=== Required work ===
**A)** Answer these questions about the Palau kayaking travel piece:
(i) How many islands make up the Palau archipelago?
(ii) On which dates in 1944 did US Navy planes raid the Japanese fleet at Palau?
(iii) In which harbor is the shop where the boat trip ended?
**B)** Which features does the Palau kayaking travel piece attribute to Airai Water Paradise Hotel and Spa? List every one.
**C)** Write the next part of the Palau kayaking travel piece, picking up after its final sentence.

=== Document segment ===
(begin)
Kayaking With Sharks in Palau
Blacktips and whitetips are the most common reef sharks in the waters of Palau – a Micronesian archipelago of 586 islands with 20,000 human inhabitants, 1,500 species of fish, and 700 species of coral and anemone.
Kayaking in the shallow sunny shark nursery with Sam’s Tours – a local water activities operator – it’s not easy to spot a foot-long beige baby shark speedily gliding through the blades of seaweed.
“Look, look, here, here!” scream excited kayakers, pointing to the beige sandy bottom, always too late for others to see the precious baby.
Sharks, whales, dolphins, jelly fish, thriving corals, and various other marine creatures, big and small, are protected by law in Palau, which has the toughest shark-protection legislation and is the first officially recognized shark sanctuary in the world. The Federated States of Micronesia are currently creating the largest shark preservation zone in the western Pacific, covering more than two million square miles.
Oh, the things you will see on a Sam’s Tours’ guided kayak excursion! The trademark Palauan Rock Islands from underneath, while riding literally under the edge of a limestone rock covered with mangrove trees; narrow passages leading to turquoise lagoons; dark caves and sunlit basins, and – fresh oysters, anyone?
There are other things to see on a tour. During WWII, Palau was a major Japanese military base. On March 30th and 31st, 1944, US Navy bombers and fighter planes raided the Japanese fleet and sank more than 60 ships and seaplanes in the area. Palau is the resting place for the “Japanese Lost Fleet of the Rock Islands.”
A Japanese seaplane buried underwater was on our way when we took a boat back to the shop in Malakal Harbor in Koror – the capital and the most populated state of Palau.
United with Koror by the beautiful Japan-Palau Friendship Bridge, Airai State accommodates visitors in tropical resorts nestled in the mountainous jungle.
Airai Water Paradise Hotel and Spa is located in a historic building with rich woodwork, a restaurant that serves local cuisine, some alleged resident ghosts, and a great view from every balcony.
After a day of kayaking, it was nice to land in a clean room with a pink bed canopy, and to indulge in a buffet dinner featuring local delicacies made of taro root, yams, and coconut.
(end)
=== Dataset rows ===
(begin)
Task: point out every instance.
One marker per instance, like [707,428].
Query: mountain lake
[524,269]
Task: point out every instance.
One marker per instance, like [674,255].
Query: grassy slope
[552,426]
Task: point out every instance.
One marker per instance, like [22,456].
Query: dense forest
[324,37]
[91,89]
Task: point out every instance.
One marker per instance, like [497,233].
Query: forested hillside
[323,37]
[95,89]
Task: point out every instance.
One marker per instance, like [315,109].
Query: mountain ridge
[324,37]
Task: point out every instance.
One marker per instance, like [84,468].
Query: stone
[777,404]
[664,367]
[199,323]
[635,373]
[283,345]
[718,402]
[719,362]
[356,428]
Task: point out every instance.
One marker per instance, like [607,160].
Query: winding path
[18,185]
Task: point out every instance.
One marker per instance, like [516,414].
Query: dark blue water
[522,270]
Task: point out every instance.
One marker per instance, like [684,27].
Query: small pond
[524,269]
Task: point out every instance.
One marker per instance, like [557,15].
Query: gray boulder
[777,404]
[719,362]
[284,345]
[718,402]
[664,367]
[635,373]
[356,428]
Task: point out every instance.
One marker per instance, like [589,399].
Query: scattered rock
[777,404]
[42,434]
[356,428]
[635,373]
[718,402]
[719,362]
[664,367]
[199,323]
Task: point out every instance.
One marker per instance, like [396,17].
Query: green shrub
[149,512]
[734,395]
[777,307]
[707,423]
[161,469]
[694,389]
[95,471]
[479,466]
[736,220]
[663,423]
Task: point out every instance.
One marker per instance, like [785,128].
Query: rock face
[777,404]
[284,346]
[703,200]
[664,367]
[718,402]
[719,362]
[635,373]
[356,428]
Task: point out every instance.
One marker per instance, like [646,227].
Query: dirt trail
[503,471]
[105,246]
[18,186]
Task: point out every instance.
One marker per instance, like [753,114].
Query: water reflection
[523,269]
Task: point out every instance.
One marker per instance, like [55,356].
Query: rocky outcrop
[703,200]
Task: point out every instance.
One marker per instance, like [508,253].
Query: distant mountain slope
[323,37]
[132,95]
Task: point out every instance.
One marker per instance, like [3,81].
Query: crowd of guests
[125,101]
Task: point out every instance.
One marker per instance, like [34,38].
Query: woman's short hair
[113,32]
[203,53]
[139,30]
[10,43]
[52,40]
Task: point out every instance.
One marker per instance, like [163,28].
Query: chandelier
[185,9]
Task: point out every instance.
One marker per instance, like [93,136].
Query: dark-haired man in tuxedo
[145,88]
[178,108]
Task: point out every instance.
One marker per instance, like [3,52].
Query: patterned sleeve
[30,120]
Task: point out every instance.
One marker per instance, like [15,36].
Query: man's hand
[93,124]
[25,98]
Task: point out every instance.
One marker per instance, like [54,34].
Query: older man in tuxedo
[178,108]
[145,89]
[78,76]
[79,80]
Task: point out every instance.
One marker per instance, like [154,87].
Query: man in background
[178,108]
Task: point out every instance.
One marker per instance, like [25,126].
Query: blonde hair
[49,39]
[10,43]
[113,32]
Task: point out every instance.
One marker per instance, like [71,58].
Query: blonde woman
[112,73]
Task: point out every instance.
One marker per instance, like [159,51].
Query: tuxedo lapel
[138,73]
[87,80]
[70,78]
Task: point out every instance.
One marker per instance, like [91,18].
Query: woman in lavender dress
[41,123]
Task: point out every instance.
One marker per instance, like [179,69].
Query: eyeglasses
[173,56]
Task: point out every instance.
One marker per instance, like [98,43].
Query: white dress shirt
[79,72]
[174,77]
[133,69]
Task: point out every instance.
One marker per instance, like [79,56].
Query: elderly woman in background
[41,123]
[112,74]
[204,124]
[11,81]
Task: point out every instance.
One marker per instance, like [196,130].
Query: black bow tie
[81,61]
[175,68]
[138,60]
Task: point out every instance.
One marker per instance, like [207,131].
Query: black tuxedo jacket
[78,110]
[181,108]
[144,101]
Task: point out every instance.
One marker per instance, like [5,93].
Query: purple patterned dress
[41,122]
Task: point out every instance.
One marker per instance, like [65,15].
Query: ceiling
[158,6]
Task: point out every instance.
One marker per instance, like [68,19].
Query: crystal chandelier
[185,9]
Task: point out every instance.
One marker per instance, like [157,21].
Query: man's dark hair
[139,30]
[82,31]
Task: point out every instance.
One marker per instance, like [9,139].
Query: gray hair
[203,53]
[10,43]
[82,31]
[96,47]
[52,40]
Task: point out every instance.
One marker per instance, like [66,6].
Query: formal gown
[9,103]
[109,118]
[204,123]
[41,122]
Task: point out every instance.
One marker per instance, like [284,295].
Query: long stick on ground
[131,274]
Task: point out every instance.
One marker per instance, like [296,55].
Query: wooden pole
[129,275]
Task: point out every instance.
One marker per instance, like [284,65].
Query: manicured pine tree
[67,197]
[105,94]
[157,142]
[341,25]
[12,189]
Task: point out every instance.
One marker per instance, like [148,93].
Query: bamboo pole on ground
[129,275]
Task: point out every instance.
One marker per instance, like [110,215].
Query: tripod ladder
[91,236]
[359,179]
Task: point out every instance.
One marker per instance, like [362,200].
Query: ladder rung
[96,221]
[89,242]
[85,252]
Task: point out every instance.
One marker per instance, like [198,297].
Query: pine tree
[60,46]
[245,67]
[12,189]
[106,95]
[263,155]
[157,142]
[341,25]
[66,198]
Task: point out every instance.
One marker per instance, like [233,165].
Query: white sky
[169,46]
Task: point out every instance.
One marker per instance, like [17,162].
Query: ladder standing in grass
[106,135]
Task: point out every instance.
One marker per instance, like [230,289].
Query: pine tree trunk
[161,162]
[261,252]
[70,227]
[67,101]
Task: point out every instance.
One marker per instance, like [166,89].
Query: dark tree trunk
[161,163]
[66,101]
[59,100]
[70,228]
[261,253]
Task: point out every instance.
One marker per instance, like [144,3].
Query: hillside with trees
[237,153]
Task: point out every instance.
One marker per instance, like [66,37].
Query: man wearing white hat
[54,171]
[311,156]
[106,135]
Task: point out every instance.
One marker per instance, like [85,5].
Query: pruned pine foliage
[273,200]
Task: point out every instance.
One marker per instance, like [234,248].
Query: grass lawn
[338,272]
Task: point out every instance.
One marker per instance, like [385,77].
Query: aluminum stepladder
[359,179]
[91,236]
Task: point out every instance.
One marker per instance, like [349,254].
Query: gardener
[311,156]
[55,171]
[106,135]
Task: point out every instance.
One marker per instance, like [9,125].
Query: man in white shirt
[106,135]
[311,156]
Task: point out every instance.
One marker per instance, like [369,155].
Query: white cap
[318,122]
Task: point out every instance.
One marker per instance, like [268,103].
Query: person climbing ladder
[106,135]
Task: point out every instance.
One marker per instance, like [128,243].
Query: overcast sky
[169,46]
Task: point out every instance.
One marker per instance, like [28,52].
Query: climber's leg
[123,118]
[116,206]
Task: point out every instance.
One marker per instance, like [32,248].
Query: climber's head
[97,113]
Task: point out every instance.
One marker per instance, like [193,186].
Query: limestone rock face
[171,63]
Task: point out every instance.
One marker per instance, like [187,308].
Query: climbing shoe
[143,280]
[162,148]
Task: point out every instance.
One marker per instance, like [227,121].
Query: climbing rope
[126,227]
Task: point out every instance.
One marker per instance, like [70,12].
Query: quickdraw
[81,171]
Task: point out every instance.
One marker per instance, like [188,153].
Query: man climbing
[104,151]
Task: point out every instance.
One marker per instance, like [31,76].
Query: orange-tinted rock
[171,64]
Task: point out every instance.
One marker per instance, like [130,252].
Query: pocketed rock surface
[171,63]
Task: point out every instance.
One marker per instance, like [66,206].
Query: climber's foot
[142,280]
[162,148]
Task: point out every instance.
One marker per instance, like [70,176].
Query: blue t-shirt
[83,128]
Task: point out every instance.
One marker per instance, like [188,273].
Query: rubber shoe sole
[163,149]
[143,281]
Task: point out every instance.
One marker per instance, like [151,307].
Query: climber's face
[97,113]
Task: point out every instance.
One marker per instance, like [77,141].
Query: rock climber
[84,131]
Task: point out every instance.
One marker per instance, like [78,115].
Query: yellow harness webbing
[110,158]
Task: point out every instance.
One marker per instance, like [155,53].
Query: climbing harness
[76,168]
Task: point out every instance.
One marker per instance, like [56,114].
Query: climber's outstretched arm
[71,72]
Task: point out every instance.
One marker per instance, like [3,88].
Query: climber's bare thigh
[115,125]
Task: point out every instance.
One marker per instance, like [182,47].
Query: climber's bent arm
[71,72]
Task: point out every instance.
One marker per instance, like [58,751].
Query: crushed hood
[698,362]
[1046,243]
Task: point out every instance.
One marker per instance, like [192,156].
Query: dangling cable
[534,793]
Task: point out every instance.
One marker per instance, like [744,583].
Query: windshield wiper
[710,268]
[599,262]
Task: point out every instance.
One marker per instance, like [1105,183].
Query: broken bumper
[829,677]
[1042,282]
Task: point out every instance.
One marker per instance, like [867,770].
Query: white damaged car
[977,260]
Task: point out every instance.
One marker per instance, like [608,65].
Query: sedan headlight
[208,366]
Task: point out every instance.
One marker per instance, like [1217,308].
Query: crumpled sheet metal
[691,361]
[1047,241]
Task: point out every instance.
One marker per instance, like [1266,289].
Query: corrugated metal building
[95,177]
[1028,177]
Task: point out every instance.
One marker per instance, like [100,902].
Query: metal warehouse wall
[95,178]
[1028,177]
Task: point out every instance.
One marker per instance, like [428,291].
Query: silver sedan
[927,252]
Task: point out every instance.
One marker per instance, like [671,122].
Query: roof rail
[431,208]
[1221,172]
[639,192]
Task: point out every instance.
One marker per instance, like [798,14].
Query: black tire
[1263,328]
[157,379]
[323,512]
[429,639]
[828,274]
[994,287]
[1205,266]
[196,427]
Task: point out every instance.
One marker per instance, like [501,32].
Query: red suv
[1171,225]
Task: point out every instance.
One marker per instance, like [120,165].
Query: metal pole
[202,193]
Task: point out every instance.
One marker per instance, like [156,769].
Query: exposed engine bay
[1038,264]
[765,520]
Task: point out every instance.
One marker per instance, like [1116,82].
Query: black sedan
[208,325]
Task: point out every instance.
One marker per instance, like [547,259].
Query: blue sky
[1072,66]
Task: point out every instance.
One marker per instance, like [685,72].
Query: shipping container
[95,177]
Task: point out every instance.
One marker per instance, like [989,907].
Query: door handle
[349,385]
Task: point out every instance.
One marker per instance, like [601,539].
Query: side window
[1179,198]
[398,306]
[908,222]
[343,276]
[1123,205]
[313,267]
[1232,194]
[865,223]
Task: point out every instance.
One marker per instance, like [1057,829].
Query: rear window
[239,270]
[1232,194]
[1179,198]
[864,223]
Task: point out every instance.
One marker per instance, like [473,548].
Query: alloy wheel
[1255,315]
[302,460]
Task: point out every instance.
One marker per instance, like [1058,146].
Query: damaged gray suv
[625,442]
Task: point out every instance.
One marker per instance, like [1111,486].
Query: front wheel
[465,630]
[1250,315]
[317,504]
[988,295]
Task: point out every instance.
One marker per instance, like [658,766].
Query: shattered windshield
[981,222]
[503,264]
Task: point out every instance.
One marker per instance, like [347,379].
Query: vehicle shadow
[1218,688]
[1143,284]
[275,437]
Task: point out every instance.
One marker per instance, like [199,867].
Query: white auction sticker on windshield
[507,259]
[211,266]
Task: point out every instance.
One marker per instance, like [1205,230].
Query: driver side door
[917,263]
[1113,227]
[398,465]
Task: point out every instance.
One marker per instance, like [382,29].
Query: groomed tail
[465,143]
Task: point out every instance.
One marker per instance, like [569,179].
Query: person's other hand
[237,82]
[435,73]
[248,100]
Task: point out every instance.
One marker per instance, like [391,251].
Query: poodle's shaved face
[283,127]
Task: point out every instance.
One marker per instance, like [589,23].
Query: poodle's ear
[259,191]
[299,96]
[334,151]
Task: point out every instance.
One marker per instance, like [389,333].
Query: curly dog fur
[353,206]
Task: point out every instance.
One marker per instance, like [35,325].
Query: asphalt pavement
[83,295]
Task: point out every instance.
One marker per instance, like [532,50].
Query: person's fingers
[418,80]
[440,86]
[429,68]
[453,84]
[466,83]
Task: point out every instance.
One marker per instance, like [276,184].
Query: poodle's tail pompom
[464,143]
(end)
=== Answers ===
**A)**
(i) 586 islands
(ii) March 30th and 31st
(iii) Malakal Harbor in Koror

**B)**
- A historic building with rich woodwork
- A restaurant that serves local cuisine
- Some alleged resident ghosts
- A great view from every balcony

**C)**
The new full-service Ngellil Nature Island Resort, only accessible by boat, boasts an eight-room guest house inspired by the traditional “bai” architecture, and outdoor dining gazebos where fresh local fare is served right off the grill.
It also has a shell-ridden private beach from where you can walk to your boat if the tide is too low for it to come closer and get you.
Excursions provided by the Ngellil are many, and can take you to the rocky uphill trails through the lush jungle to see its many hidden treasures.
One of them is the Bat Cave, an ancient limestone formation with fantastic stalactites and stalagmites, dark indentations, dripping water, slippery floors, and other attributes of a horror movie. An entire nation of harmless and endlessly fascinating creatures clings to its crevices, and erratically flies around spooked by our flashlights.
Another treasure of the jungle is Yap Stone Money, quarried from Palau’s limestone. The money is huge, round, weighs a ton, and cannot be transferred even by its owner.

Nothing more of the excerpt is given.